### PAGE EXCERPT

- - - - - - -

So you don't show, so what. Does she give you half price lessons then?


----------



## 3rdTimestheCharm (Jan 18, 2015)

I highly recommend that you find a new trainer. Years ago, there used to a trainer like this at the barn I board at that the BO wasn't crazy about because she was on her phone all the time in lessons and seemed more concerned about the money, but all of the lesson kids loved her, and the parents were fine with her for the most part, so the BO let her stay. 

One night during a group lesson, a young girl got kicked in the leg by another horse that was being ridden and the kick broke her leg. The trainer didn't see any of this because she was on her phone during the lesson. 

This group lesson wasn't overcrowded (if I remember right there was 3 horses and riders total). Yes, the two riders should not have let their horses get so close since the horses didn't know each other, but both of the girls were under 10 years old at the time, and the trainer should have been paying attention.

I hope you are able to find another trainer!


----------



## Chasin Ponies (Dec 25, 2013)

Please move to a barn and a new trainer that is more in line with what you and your daughter's goals are. Using a phone during lessons (for any reason!!) is incredibly unprofessional, rude and is basically stealing your hard earned money.

You will find that true professionals understand that they are yours for the time you paid for and you get their undivided attention. What you are experiencing is not the norm and please don't tolerate it. You can bet she does this same thing to her "teams" and the parents and kids pick up the slack. Word usually gets around about "trainers" like this and they eventually don't have any clients. Unfortunately this often takes time-don't be one of her victims.


----------



## Jan1975 (Sep 7, 2015)

Definitely find a new trainer! You need to be made to feel important. I think the 2 trainers at our barn do a great job of making every single lesson kid feel like the "favorite" in the barn, whether the kid is just beginning or one of the top kids on the show team. They always act so happy to see you and they really celebrate your progress. Look for someone that appreciates your business!


----------



## Zexious (Aug 2, 2013)

I have known trainers like this :/
It's extremely disrespectful and uncalled for. If you are paying for her time (with you obviously are) then she has no right to be wasting yours by being on her cell phone.
I'd either politely bring it up to her, or leave.


----------



## Princelyess (Feb 14, 2016)

You are paying for her undivided attention. Period!!! Get a new trainer.


----------



## Overread (Mar 7, 2015)

For teaching to take place students must respect the teacher and the teacher must respect the students. If she's on her phone the whole time it suggests she's not respecting you nor even your money for her time. I would consider either raising the matter with her or going to find a new trainer; and honestly the latter would be the first choice. Raising the matter might make things change for a little while, but if this is her attitude she might not be on her phone but she might not really be paying attention.


----------



## Dustbunny (Oct 22, 2012)

- - - - - - -

### DATA EXCERPTS

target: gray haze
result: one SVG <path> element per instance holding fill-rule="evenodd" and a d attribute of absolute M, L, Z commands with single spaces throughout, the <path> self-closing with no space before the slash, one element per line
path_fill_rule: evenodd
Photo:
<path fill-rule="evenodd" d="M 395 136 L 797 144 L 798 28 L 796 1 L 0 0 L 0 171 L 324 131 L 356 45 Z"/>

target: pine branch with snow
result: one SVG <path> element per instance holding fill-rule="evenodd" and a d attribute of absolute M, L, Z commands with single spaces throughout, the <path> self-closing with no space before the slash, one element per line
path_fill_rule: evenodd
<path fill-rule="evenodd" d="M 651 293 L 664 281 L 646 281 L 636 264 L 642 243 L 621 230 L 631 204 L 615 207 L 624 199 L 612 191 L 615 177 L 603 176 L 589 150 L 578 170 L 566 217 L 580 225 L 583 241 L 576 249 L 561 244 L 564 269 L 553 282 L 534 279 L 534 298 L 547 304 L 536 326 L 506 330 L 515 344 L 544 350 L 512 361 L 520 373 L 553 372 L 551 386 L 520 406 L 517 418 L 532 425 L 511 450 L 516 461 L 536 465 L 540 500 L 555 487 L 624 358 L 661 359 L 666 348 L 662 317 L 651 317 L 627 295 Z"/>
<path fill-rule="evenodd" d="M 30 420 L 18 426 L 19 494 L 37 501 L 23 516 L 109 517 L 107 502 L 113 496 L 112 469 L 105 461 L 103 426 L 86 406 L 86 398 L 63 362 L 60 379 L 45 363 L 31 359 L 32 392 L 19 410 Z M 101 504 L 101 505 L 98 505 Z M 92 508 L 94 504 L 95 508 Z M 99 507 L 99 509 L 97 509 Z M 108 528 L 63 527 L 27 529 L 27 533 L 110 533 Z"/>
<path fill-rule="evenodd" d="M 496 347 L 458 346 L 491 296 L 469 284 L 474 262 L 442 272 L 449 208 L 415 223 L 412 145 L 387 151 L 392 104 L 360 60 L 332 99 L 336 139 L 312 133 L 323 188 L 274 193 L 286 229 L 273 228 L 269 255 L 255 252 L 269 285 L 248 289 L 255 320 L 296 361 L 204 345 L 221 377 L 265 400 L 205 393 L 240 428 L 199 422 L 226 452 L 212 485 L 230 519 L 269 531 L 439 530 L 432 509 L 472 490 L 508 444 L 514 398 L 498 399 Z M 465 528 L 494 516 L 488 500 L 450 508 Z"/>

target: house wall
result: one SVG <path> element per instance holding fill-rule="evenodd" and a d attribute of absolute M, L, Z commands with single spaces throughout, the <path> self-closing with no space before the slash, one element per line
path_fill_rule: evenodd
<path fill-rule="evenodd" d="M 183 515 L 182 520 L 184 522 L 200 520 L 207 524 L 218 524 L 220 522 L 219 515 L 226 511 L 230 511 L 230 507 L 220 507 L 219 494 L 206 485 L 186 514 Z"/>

- - - - - - -

### WRITTEN PROBLEM 1
Answer these from the forum thread about a trainer who uses her phone during lessons:
(a) In the story 3rdTimestheCharm tells, how many horses and riders were in the group lesson?
(b) How many trainers does Jan1975 say are at that poster's barn?
(c) What does Princelyess say you are paying for?
### WRITTEN PROBLEM 2
Please write the next part of the forum thread about a trainer who uses her phone during lessons.

### WRITTEN RESPONSE 1
(a) Three.
(b) Two.
(c) Her undivided attention.

### WRITTEN RESPONSE 2
Whatever you are paying for lessons is way too much!
Go find an interested instructor,,,and don't look back.


----------



## ninneke (Apr 27, 2014)

Thanks everyone! I thought so but just wanted some confirmation


----------



## beau159 (Oct 4, 2010)

ninneke said:


> My trainer often seems not interested. Both my daughter and I take lessons with her. Most of the time she's on her phone.


Wow. How disrespectful!

Even if she wasn't making FB posts, ANY phone use when I am paying for a lesson is NOT allowed. It had better be an emergency if my trainer needs to make or receive a call during my lesson. 

Some people just lack normal common sense when it comes to professionalism, or courtesy. 

Agree with the others; drop her and don't look back!


----------



## Palomine (Oct 30, 2010)

This is not a trainer nor an instructor. This is someone playing horsey.

I have never seen a trainer do this, nor an instructor. You are being cheated, and she needs to be blackballed. And probably already is.

Shame on her.


----------



## Palomine (Oct 30, 2010)

ninneke said:


> My trainer often seems not interested. Both my daughter and I take lessons with her. Most of the time she's on her phone. And then I see posts of her on FB from during my lesson.
> We don't do shows, just ride for "fun" but are both very willing to learn. Unfortunately that isn't much lately.
> She also teaches a university team and a high school team. And other students that do shows. I haven't seen her that preoccupied with them.
> But I don't think we are hopeless causes , we are just average riders who could still make progress with the right instructor.
> I wonder if this is just because we don't do shows?



Also, there are a LOT of horse people, GOOD ONES in MI...you can ask here who knows of someone that gives lessons the right way.

Good luck.


----------



## Sarafina of AndersonFarms (Feb 12, 2016)

Lessons from a bored trainer and paying for her/him air_time is your choice.
I have the ability to multi_task, I also have the ability to be honest. 
If you feel you are not progressing at the level of your comfort,in the saddle, choose to find a trainer who can provide time, knowledge,
and experience for you and your daughter.


----------



## Whinnie (Aug 9, 2015)

I see you are in Michigan. So am I. I had the identical experience with a trainer some time back. My husband was set up for his first riding lesson. The BO/trainer couldn't give it at the last minute and substituted one of her assistants. This young lady was on the phone the entire time. My husband got nothing and never tried again. I wonder if this could be the same one or that being glued to a phone no matter what is the sign of our times.


----------



## Mulefeather (Feb 22, 2014)

Whinnie, it's very sad that your hubby never gave it a go again because of one crappy instructor. But it does go to show us that one bad experience for a beginner can be the end of their interest in a certain activity.


----------



## Overread (Mar 7, 2015)

Whinnie said:


> I see you are in Michigan. So am I. I had the identical experience with a trainer some time back. My husband was set up for his first riding lesson. The BO/trainer couldn't give it at the last minute and substituted one of her assistants. This young lady was on the phone the entire time. My husband got nothing and never tried again. I wonder if this could be the same one or that being glued to a phone no matter what is the sign of our times.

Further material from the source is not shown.